───── Dataset extract

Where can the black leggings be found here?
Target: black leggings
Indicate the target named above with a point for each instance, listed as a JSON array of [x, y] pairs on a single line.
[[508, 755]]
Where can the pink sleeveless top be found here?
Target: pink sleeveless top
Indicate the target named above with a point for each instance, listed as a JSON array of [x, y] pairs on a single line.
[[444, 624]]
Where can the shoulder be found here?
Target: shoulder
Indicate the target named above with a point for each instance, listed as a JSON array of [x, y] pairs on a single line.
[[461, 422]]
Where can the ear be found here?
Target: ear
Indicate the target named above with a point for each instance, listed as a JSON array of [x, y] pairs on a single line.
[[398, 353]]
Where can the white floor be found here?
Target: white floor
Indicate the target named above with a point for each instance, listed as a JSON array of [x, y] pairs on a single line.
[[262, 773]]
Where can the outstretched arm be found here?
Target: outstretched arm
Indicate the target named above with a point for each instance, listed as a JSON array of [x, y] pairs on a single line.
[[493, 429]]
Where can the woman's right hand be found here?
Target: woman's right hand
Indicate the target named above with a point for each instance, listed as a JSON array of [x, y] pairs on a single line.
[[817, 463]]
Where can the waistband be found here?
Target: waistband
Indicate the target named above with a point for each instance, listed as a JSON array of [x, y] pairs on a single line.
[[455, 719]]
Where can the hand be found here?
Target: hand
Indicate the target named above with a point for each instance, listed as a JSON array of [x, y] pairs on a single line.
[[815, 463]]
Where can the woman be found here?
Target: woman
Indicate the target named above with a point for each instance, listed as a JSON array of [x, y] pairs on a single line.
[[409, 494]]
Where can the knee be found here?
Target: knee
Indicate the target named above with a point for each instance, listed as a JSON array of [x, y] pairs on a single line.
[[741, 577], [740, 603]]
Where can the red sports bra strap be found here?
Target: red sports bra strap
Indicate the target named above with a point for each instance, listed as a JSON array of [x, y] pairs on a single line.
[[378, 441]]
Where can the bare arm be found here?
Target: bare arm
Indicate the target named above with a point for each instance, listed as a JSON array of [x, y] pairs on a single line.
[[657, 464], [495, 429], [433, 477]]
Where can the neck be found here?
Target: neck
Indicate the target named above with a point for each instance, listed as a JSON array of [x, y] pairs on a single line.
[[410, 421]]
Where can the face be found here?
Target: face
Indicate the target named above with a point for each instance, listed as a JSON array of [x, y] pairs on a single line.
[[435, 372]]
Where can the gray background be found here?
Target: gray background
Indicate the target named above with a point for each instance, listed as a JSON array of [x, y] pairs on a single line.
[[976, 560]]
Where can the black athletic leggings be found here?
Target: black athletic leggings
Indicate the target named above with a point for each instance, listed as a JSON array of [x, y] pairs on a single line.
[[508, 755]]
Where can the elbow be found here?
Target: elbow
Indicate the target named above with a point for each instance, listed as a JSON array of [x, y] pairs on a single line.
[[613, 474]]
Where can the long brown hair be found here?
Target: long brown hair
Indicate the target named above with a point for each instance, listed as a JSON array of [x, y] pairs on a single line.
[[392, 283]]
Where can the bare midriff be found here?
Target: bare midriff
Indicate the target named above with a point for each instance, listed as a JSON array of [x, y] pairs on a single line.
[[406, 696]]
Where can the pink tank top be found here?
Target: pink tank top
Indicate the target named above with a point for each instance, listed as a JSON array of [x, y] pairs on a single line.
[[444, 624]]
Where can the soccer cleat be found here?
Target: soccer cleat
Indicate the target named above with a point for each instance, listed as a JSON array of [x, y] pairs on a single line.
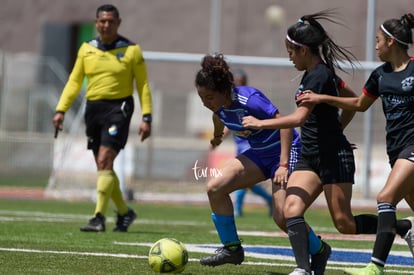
[[300, 271], [319, 261], [409, 236], [96, 224], [123, 222], [224, 256], [370, 269]]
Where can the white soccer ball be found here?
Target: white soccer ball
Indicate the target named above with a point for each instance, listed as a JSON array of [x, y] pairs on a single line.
[[168, 255]]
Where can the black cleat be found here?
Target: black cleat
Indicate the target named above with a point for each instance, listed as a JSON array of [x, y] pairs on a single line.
[[320, 260], [224, 256], [123, 222], [96, 224]]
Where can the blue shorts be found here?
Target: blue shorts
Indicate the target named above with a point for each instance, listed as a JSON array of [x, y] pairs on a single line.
[[268, 160]]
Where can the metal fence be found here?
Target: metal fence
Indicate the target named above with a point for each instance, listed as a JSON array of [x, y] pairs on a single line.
[[31, 86]]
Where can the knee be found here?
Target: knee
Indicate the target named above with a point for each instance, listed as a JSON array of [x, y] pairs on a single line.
[[290, 209], [213, 189], [104, 162], [280, 221], [383, 197], [345, 225]]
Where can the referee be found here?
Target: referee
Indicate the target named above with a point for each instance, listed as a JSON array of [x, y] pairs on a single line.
[[111, 64]]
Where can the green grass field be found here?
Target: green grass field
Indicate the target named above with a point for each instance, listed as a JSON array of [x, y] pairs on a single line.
[[43, 237]]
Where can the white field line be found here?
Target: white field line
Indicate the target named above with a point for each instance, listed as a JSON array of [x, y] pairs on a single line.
[[210, 248], [122, 255], [36, 216]]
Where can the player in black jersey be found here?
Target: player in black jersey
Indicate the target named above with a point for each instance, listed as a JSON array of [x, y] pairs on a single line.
[[393, 81], [327, 160]]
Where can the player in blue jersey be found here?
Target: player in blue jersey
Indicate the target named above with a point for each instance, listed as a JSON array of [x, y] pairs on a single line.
[[327, 161], [393, 82], [240, 79], [272, 154]]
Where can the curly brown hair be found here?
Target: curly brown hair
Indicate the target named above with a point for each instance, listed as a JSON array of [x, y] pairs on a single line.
[[215, 74]]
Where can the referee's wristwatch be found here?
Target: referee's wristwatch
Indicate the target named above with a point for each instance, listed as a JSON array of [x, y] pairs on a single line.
[[147, 118]]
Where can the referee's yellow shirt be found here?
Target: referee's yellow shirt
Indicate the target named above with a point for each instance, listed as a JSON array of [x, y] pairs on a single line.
[[110, 75]]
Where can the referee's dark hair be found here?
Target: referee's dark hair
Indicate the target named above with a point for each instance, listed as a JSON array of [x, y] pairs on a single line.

──────────

> What to produce
Convert all of the entries above into a JSON list of strings, with one string for each line and blank lines left out. Leave the pictures out of your answer.

> The result
[
  "Where can the black leggings be found here?",
  "Target: black leggings",
  "Indicate the target named above with a point for each instance, listed as a JSON array of [x, y] pairs on a single line.",
  "[[508, 755]]",
  "Where can the pink sleeveless top be found here?",
  "Target: pink sleeveless top",
  "Indicate the target named above with a point for each instance, listed as a JSON array of [x, y] pairs on a single line.",
  "[[444, 624]]",
  "Where can the shoulder be found here?",
  "Target: shoulder",
  "Indicate the target named above with a point for each instance, listed as a JSON array of [x, y] pairs on a single line.",
  "[[461, 422]]",
  "Where can the ear be found here?",
  "Target: ear",
  "Indicate the target named above with a point for each instance, listed as a JSON array of [x, y] pairs on a single line.",
  "[[398, 353]]",
  "Where can the white floor be found here?",
  "Target: white floor",
  "Indicate the target named above with a point for each instance, listed as a JSON array of [x, y] pairs on a single line.",
  "[[262, 773]]",
  "Where can the outstretched arm be found here?",
  "Target: outstretched arm",
  "Indicate the target named above with a point for each instance, listed as a JSON array of [x, y] pairs on a single line.",
  "[[493, 429]]",
  "Where can the woman's right hand be found here?",
  "Target: woman's right hand",
  "Indicate the target named above with a point for each instance, listed as a JSON array of [x, y] pairs on a single line.",
  "[[817, 463]]",
  "Where can the waistband be found here?",
  "Target: waistband",
  "Indicate the target named above with a point for each instance, listed as a JSON array of [x, y] pairs on a single line.",
  "[[455, 719]]",
  "Where can the hand be found here?",
  "Target: hand",
  "Indicate the target named above with a point for each instance, listed as a JSON array of [x, y] pairs on a single line.",
  "[[815, 463]]",
  "Where can the woman be found here?",
  "Target: woman",
  "Indicate the target named above with a point for each instance, listed as a JSON array of [x, y] pairs on a single line.",
  "[[409, 494]]",
  "Where can the knee be found here?",
  "Target: knee",
  "Indicate the target named above with a point for each instance, listed as a JSON array of [x, y] pairs on a single line.",
  "[[741, 577], [740, 603]]",
  "Where can the red sports bra strap be found here?",
  "Target: red sports bra strap",
  "Indicate the target named above with a point for each instance, listed as a JSON array of [x, y] pairs on a single line.",
  "[[378, 441]]",
  "Where can the bare arm be found here?",
  "Target: bare arm",
  "Indicate the target named above with a point for each instance, listed as a JSON array of [x, y] pairs on a single line.",
  "[[657, 464], [495, 429], [433, 477]]",
  "Where can the neck be found here?",
  "Target: neck",
  "Indicate the target named above with a point for each instance, listed as a JSON array of [x, y] pairs on a single line.",
  "[[410, 421]]",
  "Where can the face be found here?",
  "Target: face",
  "Indicate the target named above with a point for each instance, listed as a JSON array of [x, y] pairs on a single line.",
  "[[435, 372]]",
  "Where can the gray background be found here?",
  "Target: gray background",
  "Indicate the target named above with a point for each instance, listed as a JSON array of [x, y] pairs on a single line.",
  "[[976, 560]]",
  "Where can the black athletic leggings be found here?",
  "Target: black athletic leggings",
  "Indicate the target named above with a point for each instance, listed as a JSON array of [x, y] pairs on a single line.",
  "[[508, 755]]",
  "Where can the elbow be found here?",
  "Target: elbow",
  "Indicate the target named above with a point for each instance, listed as a JSON array of [x, y] pairs on a single line.",
  "[[613, 474]]",
  "Where can the long brown hair be found here?",
  "Target: long brown hair",
  "Indicate the target named above with a point for each instance, listed as a JSON array of [x, y] pairs on a single line.",
  "[[392, 283]]",
  "Where can the bare midriff be found here?",
  "Target: bare midriff",
  "Indicate the target named above with a point for each instance, listed as a JSON array of [x, y] pairs on a single line.",
  "[[406, 696]]",
  "Where can the pink tank top be found here?",
  "Target: pink tank top",
  "Indicate the target named above with a point for each instance, listed as a JSON array of [x, y] pairs on a single line.",
  "[[444, 624]]",
  "Where can the soccer cleat be found here?",
  "Target: soccer cleat",
  "Indicate the target named above with a point for each instance, listed as a JSON array of [x, y] pairs on a single line.",
  "[[300, 271], [319, 261], [409, 236], [96, 224], [123, 222], [224, 256], [370, 269]]",
  "Where can the white soccer ball be found here?",
  "Target: white soccer ball",
  "Indicate the target named above with a point for each instance, listed as a JSON array of [x, y] pairs on a single line.",
  "[[168, 255]]",
  "Where can the black cleat be found here?",
  "Target: black cleat",
  "Indicate the target named above with a point for each instance, listed as a JSON array of [x, y] pairs on a single line.",
  "[[320, 260], [224, 256], [123, 222], [96, 224]]",
  "Where can the blue shorts be found here?",
  "Target: blue shorts",
  "Indicate the target named above with a point for each instance, listed as a JSON array of [x, y] pairs on a single line.",
  "[[268, 160]]",
  "Where can the metal fence be found here?",
  "Target: metal fence",
  "Indicate the target named above with a point for each instance, listed as a JSON array of [x, y] pairs on a single line.",
  "[[31, 86]]",
  "Where can the knee be found here?",
  "Target: knee",
  "Indicate the target named above with a point for each instance, listed as a JSON array of [x, y] pairs on a single line.",
  "[[290, 209], [213, 189], [104, 162], [280, 221], [383, 197], [345, 225]]",
  "Where can the referee be found here?",
  "Target: referee",
  "Indicate the target named above with a point for each instance, listed as a JSON array of [x, y] pairs on a single line.",
  "[[111, 64]]",
  "Where can the green grass field be found here?",
  "Target: green grass field",
  "Indicate the target named above with a point for each instance, listed as a JSON array of [x, y] pairs on a single line.",
  "[[43, 237]]",
  "Where can the white field line be found here?",
  "Target: white field line",
  "Indicate the target named above with a point for each instance, listed as a JSON array of [x, y] pairs on a single line.",
  "[[210, 248], [122, 255], [36, 216]]",
  "Where can the player in black jersey be found here?",
  "Target: player in black jersey",
  "Indicate the target named above with a point for each instance, listed as a JSON array of [x, y] pairs on a single line.",
  "[[393, 81], [327, 160]]",
  "Where can the player in blue jersey be found here?",
  "Target: player in blue jersey",
  "Indicate the target named above with a point for each instance, listed as a JSON array of [x, y] pairs on a single line.",
  "[[327, 161], [393, 82], [240, 79], [272, 154]]",
  "Where can the curly brown hair be found here?",
  "Target: curly brown hair",
  "Indicate the target named above with a point for each instance, listed as a JSON array of [x, y] pairs on a single line.",
  "[[215, 74]]",
  "Where can the referee's wristwatch be found here?",
  "Target: referee's wristwatch",
  "Indicate the target named above with a point for each instance, listed as a JSON array of [x, y] pairs on a single line.",
  "[[147, 118]]",
  "Where can the referee's yellow shirt be found here?",
  "Target: referee's yellow shirt",
  "Indicate the target named above with a point for each instance, listed as a JSON array of [x, y] pairs on a single line.",
  "[[110, 75]]",
  "Where can the referee's dark hair be found here?",
  "Target: referee's dark hair",
  "Indicate the target named above with a point for each instance, listed as a JSON array of [x, y] pairs on a single line."
]